*WHAT IS NEEDED*.
Nothing but the lines from the start of the records through the line that contains "Query: green grass" is to be copied, and each is to be copied exactly.

*INPUT RECORDS*.
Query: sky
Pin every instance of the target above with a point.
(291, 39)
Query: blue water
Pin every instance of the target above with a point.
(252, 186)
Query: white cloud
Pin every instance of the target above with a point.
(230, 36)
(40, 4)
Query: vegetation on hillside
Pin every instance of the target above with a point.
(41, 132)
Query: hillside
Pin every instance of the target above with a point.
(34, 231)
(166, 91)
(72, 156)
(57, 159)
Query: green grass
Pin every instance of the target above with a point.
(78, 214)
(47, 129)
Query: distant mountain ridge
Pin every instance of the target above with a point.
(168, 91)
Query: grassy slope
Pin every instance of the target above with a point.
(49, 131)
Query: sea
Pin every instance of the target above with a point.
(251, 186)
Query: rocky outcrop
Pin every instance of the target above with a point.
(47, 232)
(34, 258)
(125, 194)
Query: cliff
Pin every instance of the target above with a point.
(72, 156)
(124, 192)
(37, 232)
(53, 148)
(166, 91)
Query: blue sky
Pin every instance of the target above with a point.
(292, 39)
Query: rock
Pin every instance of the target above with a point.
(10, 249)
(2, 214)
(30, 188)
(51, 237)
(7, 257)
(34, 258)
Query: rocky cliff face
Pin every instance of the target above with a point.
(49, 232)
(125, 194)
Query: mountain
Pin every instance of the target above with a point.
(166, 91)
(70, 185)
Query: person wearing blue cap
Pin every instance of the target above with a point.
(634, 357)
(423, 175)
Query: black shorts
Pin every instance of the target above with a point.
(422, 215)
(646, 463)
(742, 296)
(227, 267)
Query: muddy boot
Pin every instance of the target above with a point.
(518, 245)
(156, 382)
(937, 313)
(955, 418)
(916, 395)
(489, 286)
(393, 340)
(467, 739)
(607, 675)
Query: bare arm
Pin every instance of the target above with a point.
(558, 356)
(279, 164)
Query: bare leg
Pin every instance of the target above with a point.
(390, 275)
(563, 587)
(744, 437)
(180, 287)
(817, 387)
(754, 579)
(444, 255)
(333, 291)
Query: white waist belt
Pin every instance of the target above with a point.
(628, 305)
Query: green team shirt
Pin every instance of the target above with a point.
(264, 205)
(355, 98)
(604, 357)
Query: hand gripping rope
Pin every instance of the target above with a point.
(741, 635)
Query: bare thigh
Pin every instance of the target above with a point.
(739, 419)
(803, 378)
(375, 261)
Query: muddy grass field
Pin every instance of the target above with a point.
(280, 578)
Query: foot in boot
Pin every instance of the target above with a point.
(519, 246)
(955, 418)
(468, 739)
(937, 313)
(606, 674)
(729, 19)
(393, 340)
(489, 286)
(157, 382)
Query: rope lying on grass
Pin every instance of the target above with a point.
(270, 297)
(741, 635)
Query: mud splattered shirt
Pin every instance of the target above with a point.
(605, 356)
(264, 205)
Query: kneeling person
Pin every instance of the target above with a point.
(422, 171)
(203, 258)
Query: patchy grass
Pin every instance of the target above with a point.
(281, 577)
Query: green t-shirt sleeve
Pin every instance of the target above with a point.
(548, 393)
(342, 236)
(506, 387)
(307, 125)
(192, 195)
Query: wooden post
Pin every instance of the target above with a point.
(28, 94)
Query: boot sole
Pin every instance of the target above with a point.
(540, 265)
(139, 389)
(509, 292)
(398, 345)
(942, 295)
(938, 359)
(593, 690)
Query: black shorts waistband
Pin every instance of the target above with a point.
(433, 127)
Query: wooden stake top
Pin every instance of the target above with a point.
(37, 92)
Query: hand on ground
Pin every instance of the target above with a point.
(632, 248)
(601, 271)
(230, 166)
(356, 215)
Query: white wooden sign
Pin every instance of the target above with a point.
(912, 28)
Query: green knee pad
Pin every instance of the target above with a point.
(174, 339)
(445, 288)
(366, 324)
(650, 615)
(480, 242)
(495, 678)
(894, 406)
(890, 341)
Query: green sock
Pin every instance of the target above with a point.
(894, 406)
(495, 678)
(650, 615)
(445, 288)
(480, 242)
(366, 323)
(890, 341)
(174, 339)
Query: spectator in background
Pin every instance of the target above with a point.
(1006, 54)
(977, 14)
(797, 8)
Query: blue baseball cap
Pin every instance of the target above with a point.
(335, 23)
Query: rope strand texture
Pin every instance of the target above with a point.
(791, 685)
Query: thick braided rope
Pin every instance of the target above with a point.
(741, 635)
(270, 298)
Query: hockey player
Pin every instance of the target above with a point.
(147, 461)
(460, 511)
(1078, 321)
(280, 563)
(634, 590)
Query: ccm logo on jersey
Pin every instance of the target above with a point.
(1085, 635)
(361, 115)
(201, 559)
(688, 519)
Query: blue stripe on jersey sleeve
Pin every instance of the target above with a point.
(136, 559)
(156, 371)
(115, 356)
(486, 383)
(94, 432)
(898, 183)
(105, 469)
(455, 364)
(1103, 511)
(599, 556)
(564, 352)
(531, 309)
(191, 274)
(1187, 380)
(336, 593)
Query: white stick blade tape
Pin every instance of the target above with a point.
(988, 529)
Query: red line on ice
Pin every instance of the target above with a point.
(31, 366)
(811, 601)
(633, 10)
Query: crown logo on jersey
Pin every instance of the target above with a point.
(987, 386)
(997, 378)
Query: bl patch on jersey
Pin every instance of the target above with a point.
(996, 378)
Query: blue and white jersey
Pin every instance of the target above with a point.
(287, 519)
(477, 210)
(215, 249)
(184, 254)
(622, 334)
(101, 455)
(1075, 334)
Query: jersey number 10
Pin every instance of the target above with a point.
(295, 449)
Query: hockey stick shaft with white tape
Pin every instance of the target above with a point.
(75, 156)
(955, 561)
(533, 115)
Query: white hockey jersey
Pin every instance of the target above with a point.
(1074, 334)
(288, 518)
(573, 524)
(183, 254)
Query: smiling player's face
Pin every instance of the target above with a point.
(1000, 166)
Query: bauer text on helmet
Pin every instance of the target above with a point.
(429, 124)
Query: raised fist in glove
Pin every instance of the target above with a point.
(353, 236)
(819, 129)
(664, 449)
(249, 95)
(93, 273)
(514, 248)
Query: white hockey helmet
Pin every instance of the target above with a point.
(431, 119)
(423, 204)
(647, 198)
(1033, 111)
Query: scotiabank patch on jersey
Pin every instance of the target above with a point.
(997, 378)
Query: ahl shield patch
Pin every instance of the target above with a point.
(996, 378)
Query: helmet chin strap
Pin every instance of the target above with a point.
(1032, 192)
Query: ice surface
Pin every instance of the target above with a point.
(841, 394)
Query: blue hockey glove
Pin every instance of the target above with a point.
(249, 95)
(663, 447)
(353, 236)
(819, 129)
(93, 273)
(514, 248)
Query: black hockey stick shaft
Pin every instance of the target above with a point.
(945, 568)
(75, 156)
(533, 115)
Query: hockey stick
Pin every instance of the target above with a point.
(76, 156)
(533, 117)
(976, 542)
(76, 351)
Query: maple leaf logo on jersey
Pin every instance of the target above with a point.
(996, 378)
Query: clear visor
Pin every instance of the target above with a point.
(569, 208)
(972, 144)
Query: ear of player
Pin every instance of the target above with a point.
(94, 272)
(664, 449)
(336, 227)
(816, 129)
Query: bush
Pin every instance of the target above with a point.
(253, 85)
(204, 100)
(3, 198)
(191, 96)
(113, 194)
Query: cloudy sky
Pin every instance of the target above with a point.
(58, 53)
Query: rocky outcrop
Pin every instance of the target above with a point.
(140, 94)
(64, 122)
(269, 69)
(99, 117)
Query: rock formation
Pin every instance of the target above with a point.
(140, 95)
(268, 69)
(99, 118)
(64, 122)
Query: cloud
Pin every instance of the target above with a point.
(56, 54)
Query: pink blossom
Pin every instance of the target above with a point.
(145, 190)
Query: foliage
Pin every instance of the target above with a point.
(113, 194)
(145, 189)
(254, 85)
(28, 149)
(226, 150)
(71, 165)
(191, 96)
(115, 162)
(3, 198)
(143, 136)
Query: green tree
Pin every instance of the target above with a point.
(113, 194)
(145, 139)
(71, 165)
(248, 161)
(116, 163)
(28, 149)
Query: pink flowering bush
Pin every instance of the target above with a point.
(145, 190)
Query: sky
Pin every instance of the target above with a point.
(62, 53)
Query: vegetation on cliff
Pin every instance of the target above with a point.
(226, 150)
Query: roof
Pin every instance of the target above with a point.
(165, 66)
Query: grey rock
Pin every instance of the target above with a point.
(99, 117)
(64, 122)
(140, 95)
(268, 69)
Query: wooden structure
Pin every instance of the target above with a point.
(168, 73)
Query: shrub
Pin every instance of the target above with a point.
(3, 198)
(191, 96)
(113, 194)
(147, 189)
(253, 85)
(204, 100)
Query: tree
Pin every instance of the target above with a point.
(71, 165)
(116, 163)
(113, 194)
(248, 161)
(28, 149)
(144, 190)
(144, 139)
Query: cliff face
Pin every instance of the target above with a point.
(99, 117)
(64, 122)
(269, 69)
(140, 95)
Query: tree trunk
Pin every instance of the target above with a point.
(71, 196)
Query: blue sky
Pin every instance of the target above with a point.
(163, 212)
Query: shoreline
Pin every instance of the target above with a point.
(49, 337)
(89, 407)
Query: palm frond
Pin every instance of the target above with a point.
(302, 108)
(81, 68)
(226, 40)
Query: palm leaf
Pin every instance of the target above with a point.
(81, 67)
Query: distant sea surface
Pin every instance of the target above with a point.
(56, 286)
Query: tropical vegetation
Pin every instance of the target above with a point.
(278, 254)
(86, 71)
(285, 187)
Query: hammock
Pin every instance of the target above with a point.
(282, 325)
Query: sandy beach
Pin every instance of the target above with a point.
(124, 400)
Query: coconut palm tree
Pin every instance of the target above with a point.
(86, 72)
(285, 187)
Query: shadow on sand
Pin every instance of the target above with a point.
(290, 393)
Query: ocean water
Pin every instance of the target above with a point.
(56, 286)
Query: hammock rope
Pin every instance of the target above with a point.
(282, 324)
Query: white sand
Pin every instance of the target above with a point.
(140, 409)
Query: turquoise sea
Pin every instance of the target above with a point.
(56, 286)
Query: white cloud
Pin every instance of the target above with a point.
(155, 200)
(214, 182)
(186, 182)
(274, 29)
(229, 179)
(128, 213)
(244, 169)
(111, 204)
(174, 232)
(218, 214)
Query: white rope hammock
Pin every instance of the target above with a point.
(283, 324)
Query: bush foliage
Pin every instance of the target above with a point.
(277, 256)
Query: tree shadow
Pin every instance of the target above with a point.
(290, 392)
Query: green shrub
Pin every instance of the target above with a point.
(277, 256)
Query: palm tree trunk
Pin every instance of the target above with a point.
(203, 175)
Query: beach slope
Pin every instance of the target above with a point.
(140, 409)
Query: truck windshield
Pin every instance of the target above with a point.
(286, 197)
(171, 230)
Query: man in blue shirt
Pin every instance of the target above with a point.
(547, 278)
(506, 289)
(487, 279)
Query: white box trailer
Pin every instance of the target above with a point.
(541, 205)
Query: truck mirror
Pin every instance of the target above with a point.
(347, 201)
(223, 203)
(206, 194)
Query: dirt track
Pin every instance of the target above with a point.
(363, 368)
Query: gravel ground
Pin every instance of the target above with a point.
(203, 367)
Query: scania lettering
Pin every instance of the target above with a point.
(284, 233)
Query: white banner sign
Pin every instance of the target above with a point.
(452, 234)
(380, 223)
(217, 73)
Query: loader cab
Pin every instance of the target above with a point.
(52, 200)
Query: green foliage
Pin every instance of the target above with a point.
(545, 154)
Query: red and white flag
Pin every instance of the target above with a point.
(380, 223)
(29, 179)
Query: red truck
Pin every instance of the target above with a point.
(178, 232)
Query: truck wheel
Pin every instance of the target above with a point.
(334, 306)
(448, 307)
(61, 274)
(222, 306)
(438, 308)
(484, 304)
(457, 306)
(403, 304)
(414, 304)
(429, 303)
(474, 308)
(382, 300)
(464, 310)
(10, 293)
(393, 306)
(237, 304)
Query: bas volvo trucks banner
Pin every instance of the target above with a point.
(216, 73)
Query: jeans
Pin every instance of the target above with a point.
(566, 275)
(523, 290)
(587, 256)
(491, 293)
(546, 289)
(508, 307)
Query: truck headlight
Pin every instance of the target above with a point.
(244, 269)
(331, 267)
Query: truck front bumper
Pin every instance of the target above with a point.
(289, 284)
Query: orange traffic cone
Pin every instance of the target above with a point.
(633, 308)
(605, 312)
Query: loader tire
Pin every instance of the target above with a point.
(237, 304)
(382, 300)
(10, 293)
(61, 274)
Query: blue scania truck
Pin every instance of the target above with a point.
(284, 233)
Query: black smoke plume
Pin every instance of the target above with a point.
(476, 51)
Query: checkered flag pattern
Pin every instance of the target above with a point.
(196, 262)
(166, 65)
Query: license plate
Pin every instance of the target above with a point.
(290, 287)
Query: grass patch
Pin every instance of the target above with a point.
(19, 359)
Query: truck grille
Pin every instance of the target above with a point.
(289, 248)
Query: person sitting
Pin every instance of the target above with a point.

*WRITTEN RESPONSE*.
Query: sky
Pin every instance of the target above with a point.
(291, 39)
Query: blue water
Pin every instance of the target above with a point.
(252, 186)
Query: white cloud
Pin every instance of the target above with a point.
(230, 36)
(40, 4)
Query: vegetation on hillside
Pin every instance of the target above with a point.
(41, 132)
Query: hillside
Pin every instance of the target above with a point.
(34, 231)
(166, 91)
(72, 156)
(57, 159)
Query: green grass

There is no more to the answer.